#### DATASET EXCERPTS

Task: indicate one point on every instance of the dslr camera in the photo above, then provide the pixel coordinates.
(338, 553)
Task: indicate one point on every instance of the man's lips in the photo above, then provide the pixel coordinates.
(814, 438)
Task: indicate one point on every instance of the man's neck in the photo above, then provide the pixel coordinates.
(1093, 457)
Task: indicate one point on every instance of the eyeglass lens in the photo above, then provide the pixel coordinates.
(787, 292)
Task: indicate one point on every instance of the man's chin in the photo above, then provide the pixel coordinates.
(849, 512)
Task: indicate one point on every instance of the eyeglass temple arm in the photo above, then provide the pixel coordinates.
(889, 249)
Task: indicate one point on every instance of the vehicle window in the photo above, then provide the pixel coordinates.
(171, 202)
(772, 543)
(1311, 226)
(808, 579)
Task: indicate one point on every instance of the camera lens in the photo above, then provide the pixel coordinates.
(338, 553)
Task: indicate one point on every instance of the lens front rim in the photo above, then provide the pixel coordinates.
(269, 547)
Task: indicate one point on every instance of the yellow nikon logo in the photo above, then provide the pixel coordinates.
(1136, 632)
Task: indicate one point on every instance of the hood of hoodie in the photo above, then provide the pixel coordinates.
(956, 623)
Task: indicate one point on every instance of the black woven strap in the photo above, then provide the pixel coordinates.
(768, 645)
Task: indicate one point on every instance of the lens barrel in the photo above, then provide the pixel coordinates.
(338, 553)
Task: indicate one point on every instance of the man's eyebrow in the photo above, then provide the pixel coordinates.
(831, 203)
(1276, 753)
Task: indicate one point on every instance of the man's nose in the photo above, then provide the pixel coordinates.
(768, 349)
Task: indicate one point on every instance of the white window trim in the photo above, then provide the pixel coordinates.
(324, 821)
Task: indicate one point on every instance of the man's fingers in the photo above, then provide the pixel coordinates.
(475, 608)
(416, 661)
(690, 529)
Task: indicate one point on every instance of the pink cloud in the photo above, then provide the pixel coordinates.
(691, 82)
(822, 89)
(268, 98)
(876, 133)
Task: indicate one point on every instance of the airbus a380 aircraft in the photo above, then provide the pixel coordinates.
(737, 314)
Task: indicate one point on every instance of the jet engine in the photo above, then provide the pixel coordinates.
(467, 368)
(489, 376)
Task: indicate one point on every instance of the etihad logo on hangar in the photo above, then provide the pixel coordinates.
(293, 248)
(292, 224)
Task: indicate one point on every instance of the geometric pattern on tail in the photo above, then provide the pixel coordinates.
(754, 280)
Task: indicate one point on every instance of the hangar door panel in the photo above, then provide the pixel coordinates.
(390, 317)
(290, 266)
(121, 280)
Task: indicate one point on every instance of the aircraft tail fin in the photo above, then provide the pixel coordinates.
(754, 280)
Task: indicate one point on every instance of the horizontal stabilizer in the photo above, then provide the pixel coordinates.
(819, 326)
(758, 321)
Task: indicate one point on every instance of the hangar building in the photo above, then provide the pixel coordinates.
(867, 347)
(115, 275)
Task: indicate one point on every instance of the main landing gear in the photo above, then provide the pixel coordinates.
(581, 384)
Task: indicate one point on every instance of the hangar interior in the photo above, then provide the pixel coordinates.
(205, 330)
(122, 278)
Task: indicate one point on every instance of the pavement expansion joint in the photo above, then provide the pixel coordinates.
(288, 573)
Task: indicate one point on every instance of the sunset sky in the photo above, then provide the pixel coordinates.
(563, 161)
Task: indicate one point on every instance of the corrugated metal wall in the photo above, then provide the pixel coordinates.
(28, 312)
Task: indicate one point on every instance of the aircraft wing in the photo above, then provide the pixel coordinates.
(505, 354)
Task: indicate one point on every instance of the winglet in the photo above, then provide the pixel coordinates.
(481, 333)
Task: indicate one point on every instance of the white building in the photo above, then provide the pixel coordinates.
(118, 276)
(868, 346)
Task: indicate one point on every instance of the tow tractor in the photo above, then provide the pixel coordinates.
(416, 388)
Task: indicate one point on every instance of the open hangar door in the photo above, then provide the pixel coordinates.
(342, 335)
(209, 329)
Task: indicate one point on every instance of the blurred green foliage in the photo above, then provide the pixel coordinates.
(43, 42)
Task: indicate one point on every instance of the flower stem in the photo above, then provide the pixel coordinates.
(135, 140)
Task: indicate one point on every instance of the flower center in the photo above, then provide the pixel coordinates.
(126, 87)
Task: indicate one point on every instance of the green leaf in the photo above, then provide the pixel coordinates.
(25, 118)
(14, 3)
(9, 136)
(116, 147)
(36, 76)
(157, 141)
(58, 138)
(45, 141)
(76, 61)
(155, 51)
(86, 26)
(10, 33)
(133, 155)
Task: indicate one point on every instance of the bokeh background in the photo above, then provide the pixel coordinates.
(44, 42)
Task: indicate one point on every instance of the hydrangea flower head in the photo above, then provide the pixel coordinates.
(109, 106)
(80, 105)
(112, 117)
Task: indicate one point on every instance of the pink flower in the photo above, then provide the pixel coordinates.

########

» WHAT TO WORK ON: A verbatim copy of all the entries above is requested.

» YOUR SOLUTION:
Task: indicate one point on every instance of the dslr camera in the photo above, then provide the pixel coordinates.
(338, 553)
Task: indicate one point on every instance of the man's lips in the photo above, then provide the pixel coordinates.
(814, 438)
Task: indicate one point on every instance of the man's neck in the photo above, then provide the pixel coordinates.
(1093, 457)
Task: indicate one point on every instance of the eyeglass lens in the photo above, then provide the pixel coordinates.
(787, 292)
Task: indicate one point on every instance of the man's chin in the photo above, then provide the pixel coordinates.
(849, 512)
Task: indicate one point on every instance of the eyeglass temple arm in the photo above, then provide the pixel coordinates.
(889, 249)
Task: indicate one point on every instance of the vehicle window in the photo above, then provide the pixel coordinates.
(171, 202)
(772, 543)
(1311, 226)
(808, 579)
Task: indicate one point on every instance of the camera lens in the photo above, then provide the pixel coordinates.
(338, 553)
Task: indicate one point on every instance of the lens front rim in the photo above, then provide the pixel coordinates.
(269, 547)
Task: indicate one point on every instance of the yellow nikon logo in the photo above, then provide the pixel coordinates.
(1136, 632)
Task: indicate one point on every instance of the hood of hoodie in the photo above, then provide the pixel coordinates.
(956, 623)
Task: indicate one point on every instance of the black woven strap in the photo above, then provide the pixel coordinates.
(768, 645)
Task: indicate one point on every instance of the lens barrel in the photo above, then provide the pixel coordinates.
(338, 553)
Task: indicate one point on every instance of the man's eyebrow in the photo above, then provide the pixel coordinates.
(831, 203)
(1276, 753)
Task: indicate one point on every instance of the man's nose in the photo above, then provide the pixel coordinates.
(768, 349)
Task: indicate one point on every instance of the white window trim in the photo above, then provide the pixel coordinates.
(324, 821)
Task: indicate one point on every instance of the man's fingers in the photo above, then provide the pixel coordinates.
(475, 608)
(416, 661)
(690, 529)
Task: indicate one point on every instance of the pink cloud in the photo above, then provide the pixel coordinates.
(691, 82)
(822, 89)
(268, 98)
(876, 133)
Task: indicate one point on every instance of the airbus a380 aircraft in the photo above, then provide the pixel coordinates.
(737, 314)
Task: indicate one point on every instance of the jet engine in the photo above, then provide the pixel coordinates.
(467, 368)
(489, 376)
Task: indicate one point on every instance of the etihad logo on hangar in the photo above, then provide the pixel coordinates.
(293, 248)
(292, 224)
Task: indicate one point on every instance of the geometric pattern on tail in the photo above, then provide the pixel coordinates.
(754, 280)
Task: indicate one point on every instance of the hangar door panel in the photo above, then provide the pixel coordinates.
(390, 317)
(290, 266)
(121, 280)
Task: indicate one point on every instance of the aircraft tail fin in the photo above, then provide the pixel coordinates.
(754, 280)
Task: indicate one point on every instance of the horizontal stabilizer in the photo above, then provide the pixel coordinates.
(819, 326)
(758, 321)
Task: indicate one point on every instance of the hangar building in the photo above, then provide the pixel coordinates.
(867, 347)
(115, 275)
Task: indicate one point on every instance of the main landing gear in the photo above, then provide the pixel coordinates.
(581, 384)
Task: indicate one point on every instance of the hangar interior in the photo above, then provide the pixel coordinates.
(205, 330)
(122, 278)
Task: indicate one point on every instance of the pavement expansion joint in the photo above, then provide the pixel coordinates.
(288, 573)
Task: indicate one point on every instance of the sunset sky in the photo above, then provide the pixel coordinates.
(563, 161)
Task: indicate one point on every instance of the corrugated metal wall in the photo above, then provide the pixel coordinates.
(28, 312)
Task: indicate one point on every instance of the aircraft wing in the photo above, then provide the pixel coordinates.
(505, 354)
Task: indicate one point on every instance of the winglet in the photo above, then provide the pixel coordinates.
(481, 333)
Task: indicate one point on every instance of the white building in the photo above, then provide the pixel coordinates.
(118, 276)
(868, 346)
Task: indicate one point on every instance of the tow tractor in the photo above, then provide the pixel coordinates.
(416, 388)
Task: indicate one point on every instance of the open hangar door in the photo above, then provide the pixel coordinates.
(342, 335)
(209, 329)
Task: indicate one point on every instance of the blurred green foliage in the photo above, then provide the pixel coordinates.
(43, 42)
Task: indicate one point on every instance of the flower stem in the photo above, then provide the pixel coordinates.
(135, 140)
Task: indicate one point on every instance of the flower center in the photo above, then provide the pixel coordinates.
(126, 87)
Task: indicate one point on every instance of the green leaf in the photo above, then provide the pixel coordinates.
(25, 118)
(14, 3)
(9, 136)
(116, 147)
(36, 76)
(157, 141)
(58, 138)
(45, 141)
(76, 61)
(155, 51)
(86, 26)
(10, 33)
(133, 155)
Task: indicate one point on every instance of the bokeh background in the photo above, then provide the pixel coordinates.
(44, 42)
Task: indicate one point on every instance of the hydrangea flower head in the photo above, then provide the pixel coordinates.
(109, 106)
(80, 105)
(112, 117)
Task: indicate one point on every instance of the pink flower in the photo above, then provide the pixel coordinates.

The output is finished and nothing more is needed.